-------- SOURCE DOCUMENT

U.S. gets bad marks for terrorism preps
9/11 panel: Recommendations on U.S. security not being heeded


Monday, December 5, 2005; Posted: 6:44 p.m. EST (23:44 GMT)

WASHINGTON (CNN) -- The former members of the bipartisan 9/11 commission gave Congress and the president a report card Monday heavy in B's, C's and D's -- with five F's -- saying the nation was ill-prepared for another terrorist attack.

"Four years after 9/11 it is scandalous that police and firefighters in large cities still cannot communicate reliably in a major crisis," said Thomas Kean, the Republican who was chairman of the commission.

"It is scandalous that airline passengers are still not screened against all names on a terrorist watch list.

"It is scandalous that we still allocate scarce homeland security dollars on the basis of pork barrel spending, not risk."

The bipartisan panel, charged with reviewing U.S. security efforts before and after the September 11, 2001, attacks, produced its final report in July 2004, offering 41 recommendations.

The 570-page, 14-chapter report concluded that a "failure of imagination" kept U.S. officials from understanding the al Qaeda threat before the attacks.

More than a year after the report's release, response to the panel's recommendations has been inadequate, Kean and other members said.

----------------
-------- STORED DATA

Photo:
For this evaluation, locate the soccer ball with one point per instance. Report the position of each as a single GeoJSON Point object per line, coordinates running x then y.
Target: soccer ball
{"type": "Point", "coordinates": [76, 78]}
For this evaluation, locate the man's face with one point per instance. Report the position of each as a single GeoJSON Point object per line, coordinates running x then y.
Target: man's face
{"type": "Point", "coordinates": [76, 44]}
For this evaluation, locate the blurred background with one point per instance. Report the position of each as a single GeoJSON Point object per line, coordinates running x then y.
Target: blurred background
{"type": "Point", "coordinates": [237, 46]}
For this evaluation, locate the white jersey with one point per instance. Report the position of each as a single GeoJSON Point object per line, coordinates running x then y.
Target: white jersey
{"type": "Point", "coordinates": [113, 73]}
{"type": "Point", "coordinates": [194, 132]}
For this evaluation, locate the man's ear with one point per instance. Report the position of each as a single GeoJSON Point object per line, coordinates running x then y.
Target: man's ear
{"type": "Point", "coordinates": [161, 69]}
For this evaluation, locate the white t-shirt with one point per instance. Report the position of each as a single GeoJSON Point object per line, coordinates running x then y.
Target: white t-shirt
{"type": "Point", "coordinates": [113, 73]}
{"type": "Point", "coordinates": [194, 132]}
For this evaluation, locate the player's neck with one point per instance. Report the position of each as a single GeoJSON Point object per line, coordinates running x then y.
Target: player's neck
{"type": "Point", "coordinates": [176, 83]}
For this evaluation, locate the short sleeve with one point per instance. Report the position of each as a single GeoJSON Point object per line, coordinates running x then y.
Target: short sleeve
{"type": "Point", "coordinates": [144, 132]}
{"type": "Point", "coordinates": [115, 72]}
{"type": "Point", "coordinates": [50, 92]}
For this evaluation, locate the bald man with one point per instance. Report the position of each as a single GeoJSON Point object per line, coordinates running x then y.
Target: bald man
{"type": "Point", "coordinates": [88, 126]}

----------------

▶ _GOAL_
Resume the news article about the 9/11 commission's report card, picking up after its final sentence.

▶ _RESULT OF THE EXERCISE_
"On 9/11 [Osama bin Laden and al Qaeda] killed nearly 3,000 of our citizens. Many of the steps we recommend would help prevent a disaster from happening again. We should not need another wake-up call."

The panel's report card gave the government 12 B's, 12 D's, nine C's, five F's, one A- and two incompletes. The A- was for tackling terrorism financing; the incompletes were for reforms under way for the CIA director and the terrorist travel strategy, due in two weeks.

F's were cited for the lack of an adequate radio band for first responders, poor airline passenger pre-screening, the "burying" of the overall intelligence budget within the defense budget, and coalition standards for terrorist detention.

The report card gave an F to Congress for allocating homeland security funds "without regard for risk, vulnerability, or the consequences for an attack."

The homeland security funds are allocated according to population, meaning that an area facing a low risk of a terror threat gets roughly the same amount of funding per capita as a high risk area, such as New York City.

As a result, funds are being misappropriated, Kean suggested, pointing to the use of funds to buy air-conditioned garbage trucks and body armor for police dogs.
White House, FBI defend progress

White House spokesman Scott McClellan said Bush has "worked to address the recommendations of the commission" -- appointing a director of national intelligence, establishing a national counterterrorism center, tightening border security and implementing other policies.

"President Bush's top priority is the safety and security of the American people," McClellan said in a written statement. "Since September 11, President Bush has restructured and reformed the federal government to focus resources on counterterrorism and to ensure the security of our homeland."

The FBI said its progress has been "sweeping and continuous."

"The FBI has institutionalized our counterterrorism posture by making counterterrorism our overriding priority, shifting resources, and executing an intelligence-driven coordinated national strategy," it said.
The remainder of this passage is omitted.